§ **What is expected**: Rewrite the listing from its start through the line containing "163], [366, 93]]", swapping "tree canopy" for "treetops" and changing nothing else.

§ **Dataset records**:
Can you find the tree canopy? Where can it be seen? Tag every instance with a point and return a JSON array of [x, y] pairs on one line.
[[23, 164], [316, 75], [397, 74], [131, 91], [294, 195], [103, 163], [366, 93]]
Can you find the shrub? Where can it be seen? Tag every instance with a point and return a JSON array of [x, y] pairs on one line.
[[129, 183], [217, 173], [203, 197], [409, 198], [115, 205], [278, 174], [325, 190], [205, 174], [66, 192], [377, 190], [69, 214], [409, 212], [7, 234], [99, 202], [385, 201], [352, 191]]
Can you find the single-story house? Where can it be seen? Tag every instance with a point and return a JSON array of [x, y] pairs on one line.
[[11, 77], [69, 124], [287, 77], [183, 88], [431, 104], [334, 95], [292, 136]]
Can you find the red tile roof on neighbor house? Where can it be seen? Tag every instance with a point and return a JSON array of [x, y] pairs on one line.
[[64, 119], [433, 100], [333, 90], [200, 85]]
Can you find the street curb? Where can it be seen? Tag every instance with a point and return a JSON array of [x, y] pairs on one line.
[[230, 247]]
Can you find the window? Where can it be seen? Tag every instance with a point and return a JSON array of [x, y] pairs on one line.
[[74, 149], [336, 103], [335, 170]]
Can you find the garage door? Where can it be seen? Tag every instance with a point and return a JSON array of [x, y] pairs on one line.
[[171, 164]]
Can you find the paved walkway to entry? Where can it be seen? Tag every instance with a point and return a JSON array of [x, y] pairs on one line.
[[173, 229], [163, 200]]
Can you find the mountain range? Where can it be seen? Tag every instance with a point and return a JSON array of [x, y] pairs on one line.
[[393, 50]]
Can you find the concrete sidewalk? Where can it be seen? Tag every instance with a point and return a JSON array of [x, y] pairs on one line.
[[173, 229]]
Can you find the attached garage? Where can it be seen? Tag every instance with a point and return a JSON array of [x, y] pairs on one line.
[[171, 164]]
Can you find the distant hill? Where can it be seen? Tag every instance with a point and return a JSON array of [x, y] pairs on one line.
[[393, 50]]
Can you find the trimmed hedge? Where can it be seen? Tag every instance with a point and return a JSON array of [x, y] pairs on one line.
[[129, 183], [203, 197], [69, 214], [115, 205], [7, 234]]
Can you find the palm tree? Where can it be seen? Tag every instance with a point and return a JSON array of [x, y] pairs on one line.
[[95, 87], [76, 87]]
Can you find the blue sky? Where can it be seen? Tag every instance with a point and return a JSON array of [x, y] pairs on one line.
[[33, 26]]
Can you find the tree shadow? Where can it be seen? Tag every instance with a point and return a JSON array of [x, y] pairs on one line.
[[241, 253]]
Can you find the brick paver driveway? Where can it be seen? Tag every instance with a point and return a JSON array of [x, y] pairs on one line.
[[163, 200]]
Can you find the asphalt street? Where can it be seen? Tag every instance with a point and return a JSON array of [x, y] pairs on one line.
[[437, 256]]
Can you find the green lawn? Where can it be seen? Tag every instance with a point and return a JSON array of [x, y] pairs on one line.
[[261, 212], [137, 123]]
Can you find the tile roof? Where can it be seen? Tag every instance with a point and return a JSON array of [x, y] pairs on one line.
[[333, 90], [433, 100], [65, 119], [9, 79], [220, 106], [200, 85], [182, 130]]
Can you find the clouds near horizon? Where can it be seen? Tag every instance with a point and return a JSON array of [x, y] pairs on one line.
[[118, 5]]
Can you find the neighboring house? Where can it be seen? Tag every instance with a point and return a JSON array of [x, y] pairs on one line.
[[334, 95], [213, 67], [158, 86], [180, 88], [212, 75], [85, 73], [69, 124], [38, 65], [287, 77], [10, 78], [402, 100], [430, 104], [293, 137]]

§ **Solution to this exercise**:
Can you find the treetops? Where can it be seen? Tag every instance with a point and return a JSON array of [x, y] pairs on one line.
[[23, 164], [316, 75], [397, 74], [131, 91], [294, 195], [103, 163], [366, 93]]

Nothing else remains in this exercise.